* WORK REQUEST *
Quote exactly and only this range of lines in the data below: the line that holds "We need the location of the black console" to the line that holds "We need the location of the sofa", both included.

*** Block opens ***

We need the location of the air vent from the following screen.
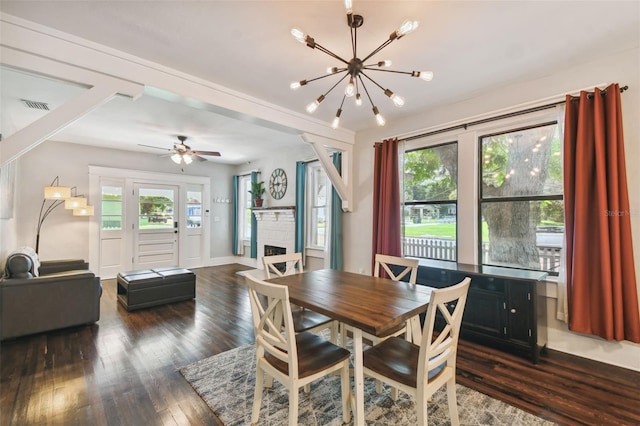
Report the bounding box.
[21,99,50,111]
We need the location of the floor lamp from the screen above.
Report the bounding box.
[35,176,94,254]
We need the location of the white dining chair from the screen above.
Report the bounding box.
[245,274,351,426]
[341,254,420,346]
[362,277,471,426]
[263,253,338,341]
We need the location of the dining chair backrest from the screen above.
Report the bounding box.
[245,274,299,379]
[418,277,471,387]
[263,252,303,278]
[374,254,419,284]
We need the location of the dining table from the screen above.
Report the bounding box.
[266,268,434,426]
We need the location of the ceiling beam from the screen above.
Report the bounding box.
[0,81,143,166]
[302,133,353,212]
[0,13,355,145]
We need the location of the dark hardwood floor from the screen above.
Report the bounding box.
[2,264,639,425]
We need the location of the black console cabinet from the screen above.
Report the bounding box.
[416,261,547,363]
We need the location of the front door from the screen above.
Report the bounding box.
[133,183,179,269]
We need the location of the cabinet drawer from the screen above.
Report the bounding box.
[471,275,505,293]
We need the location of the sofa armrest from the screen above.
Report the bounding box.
[1,270,102,340]
[39,259,89,275]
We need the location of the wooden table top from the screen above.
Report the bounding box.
[266,269,433,337]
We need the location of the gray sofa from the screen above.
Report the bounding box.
[0,252,102,340]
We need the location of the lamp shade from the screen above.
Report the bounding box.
[64,197,87,209]
[44,186,71,199]
[73,205,94,216]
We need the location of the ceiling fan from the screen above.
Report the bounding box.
[139,135,221,164]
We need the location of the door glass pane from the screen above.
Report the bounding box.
[139,188,174,229]
[186,191,202,228]
[101,185,122,230]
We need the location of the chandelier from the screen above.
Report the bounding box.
[290,0,433,128]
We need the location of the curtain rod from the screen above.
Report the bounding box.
[399,85,628,143]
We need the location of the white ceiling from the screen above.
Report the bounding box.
[1,1,639,165]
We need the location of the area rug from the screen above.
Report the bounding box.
[180,343,554,425]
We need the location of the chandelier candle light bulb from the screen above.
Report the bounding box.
[306,95,325,113]
[384,89,405,107]
[373,106,385,126]
[332,108,342,129]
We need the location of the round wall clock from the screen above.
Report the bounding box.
[269,168,288,200]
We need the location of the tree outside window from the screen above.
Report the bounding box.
[480,122,563,273]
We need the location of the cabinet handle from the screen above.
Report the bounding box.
[510,308,517,314]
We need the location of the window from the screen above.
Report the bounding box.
[186,191,202,228]
[101,185,122,230]
[138,188,174,229]
[238,175,252,241]
[479,122,563,274]
[307,162,328,249]
[402,142,458,261]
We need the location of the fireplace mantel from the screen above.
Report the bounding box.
[253,207,295,222]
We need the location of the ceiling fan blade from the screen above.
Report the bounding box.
[191,150,221,157]
[138,143,171,151]
[193,154,207,162]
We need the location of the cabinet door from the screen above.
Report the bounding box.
[462,288,504,338]
[505,281,534,346]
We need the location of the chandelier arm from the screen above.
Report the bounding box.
[339,94,347,109]
[358,75,376,107]
[322,72,351,97]
[360,71,386,93]
[352,25,358,58]
[313,42,350,64]
[362,67,413,76]
[304,71,349,85]
[361,38,394,63]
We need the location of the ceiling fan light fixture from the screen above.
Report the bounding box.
[183,154,193,165]
[171,153,182,164]
[291,0,431,127]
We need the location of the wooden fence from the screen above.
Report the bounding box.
[402,236,561,272]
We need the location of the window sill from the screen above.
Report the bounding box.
[305,247,325,259]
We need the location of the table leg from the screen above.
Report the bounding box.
[353,328,365,426]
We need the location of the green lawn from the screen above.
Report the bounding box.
[403,221,490,240]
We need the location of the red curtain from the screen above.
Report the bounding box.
[372,138,401,269]
[564,83,640,343]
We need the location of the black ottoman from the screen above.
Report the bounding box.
[117,266,196,311]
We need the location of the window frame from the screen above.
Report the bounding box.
[402,141,459,262]
[477,121,563,275]
[238,174,252,242]
[306,161,330,251]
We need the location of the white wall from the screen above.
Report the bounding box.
[13,140,236,261]
[344,47,640,371]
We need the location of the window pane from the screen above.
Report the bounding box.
[403,203,457,260]
[101,185,122,231]
[481,200,563,272]
[139,188,174,229]
[481,123,561,198]
[404,144,458,202]
[186,191,202,228]
[402,142,458,261]
[311,207,326,247]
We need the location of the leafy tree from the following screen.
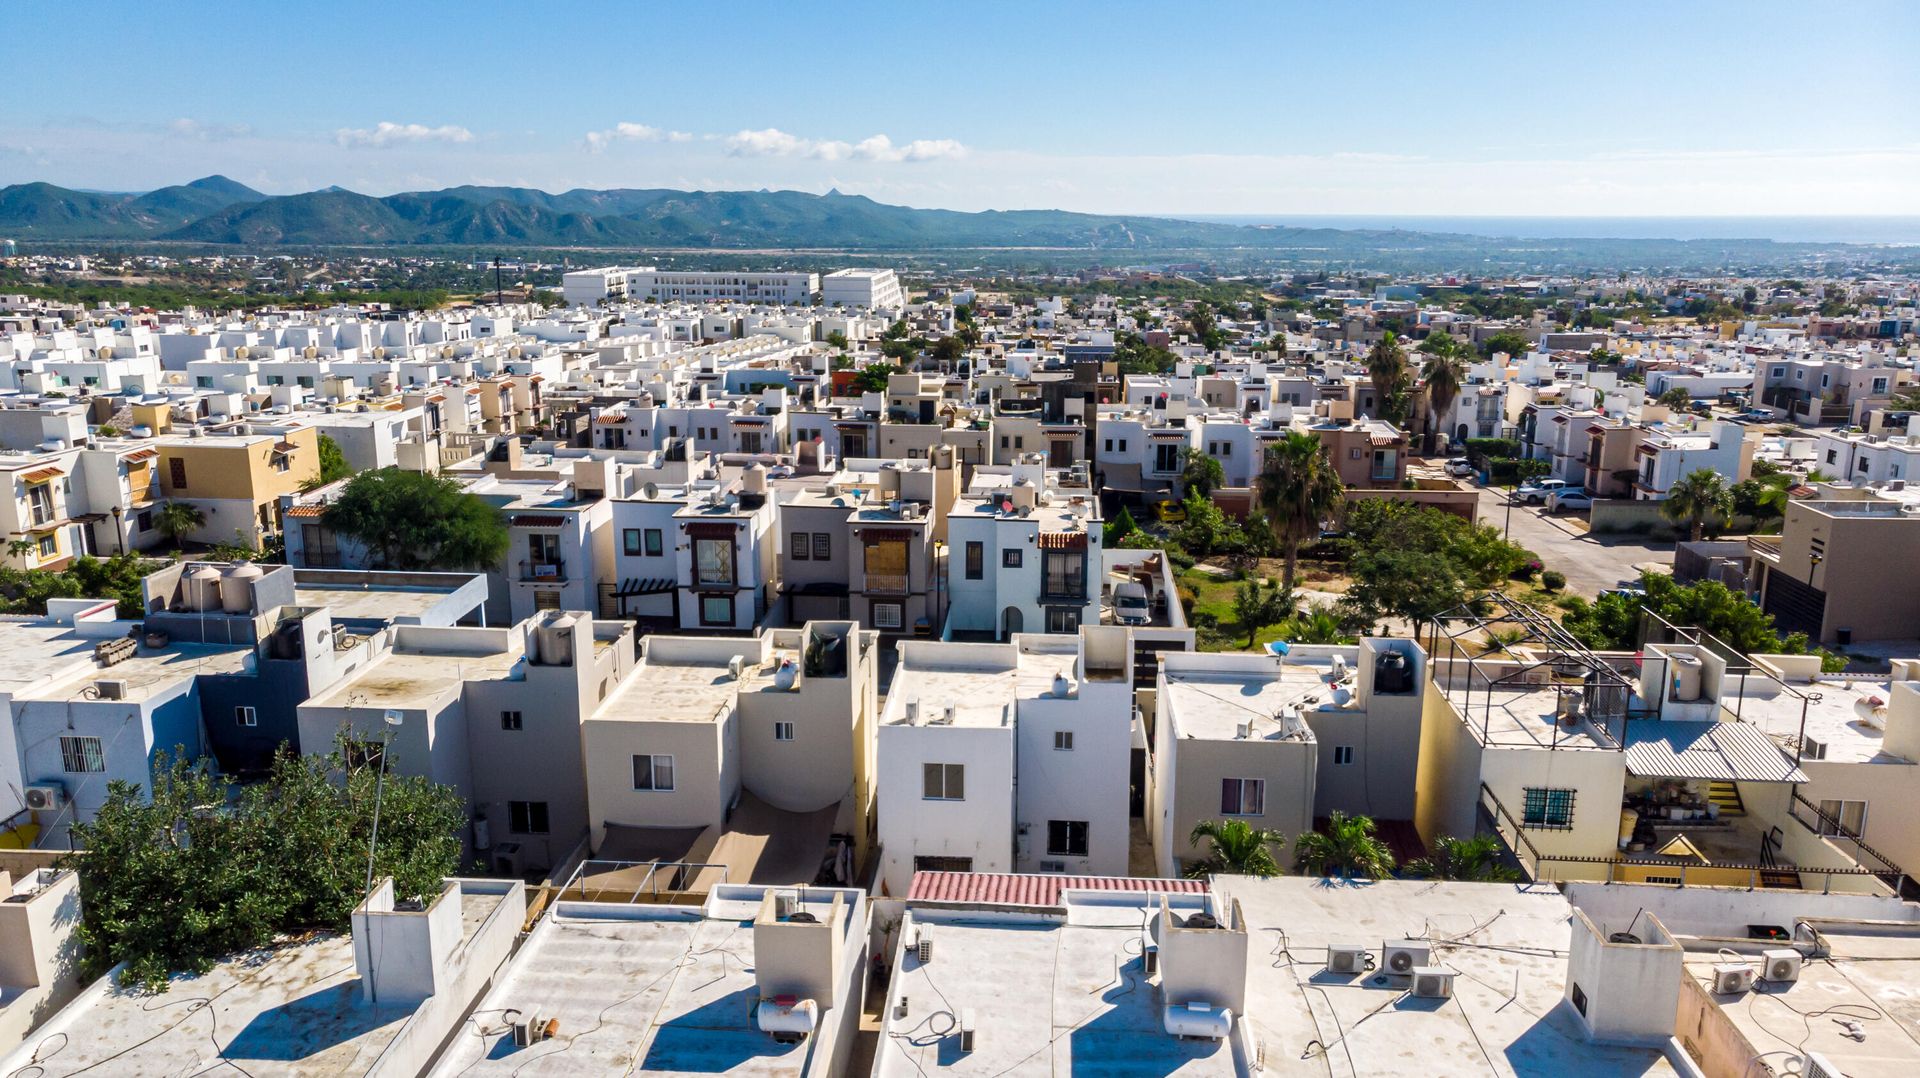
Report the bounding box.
[1481,330,1532,359]
[1663,468,1735,541]
[5,537,33,562]
[1103,504,1140,547]
[1731,478,1788,521]
[63,738,463,989]
[929,335,965,363]
[303,433,353,492]
[825,330,849,350]
[1364,331,1411,423]
[1269,333,1288,358]
[1656,386,1695,410]
[321,468,509,571]
[847,362,900,395]
[1405,834,1520,882]
[154,501,206,548]
[1232,578,1293,647]
[1294,811,1396,880]
[1338,499,1532,634]
[1187,302,1226,351]
[1187,819,1286,878]
[1181,447,1225,498]
[1255,431,1345,590]
[879,336,922,362]
[1174,490,1235,557]
[1114,332,1178,376]
[1561,572,1838,672]
[882,319,909,341]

*** Block closes ***

* EXERCISE RESULT *
We need the location of the black console cabinet from the screen above.
Report the bounding box.
[416,261,547,363]
We need the location of the front door from the screen above.
Report the bounding box.
[133,183,179,269]
We need the location of the cabinet drawer from the screen above.
Report the bounding box.
[471,275,505,293]
We need the location of the sofa armrest from the screen above.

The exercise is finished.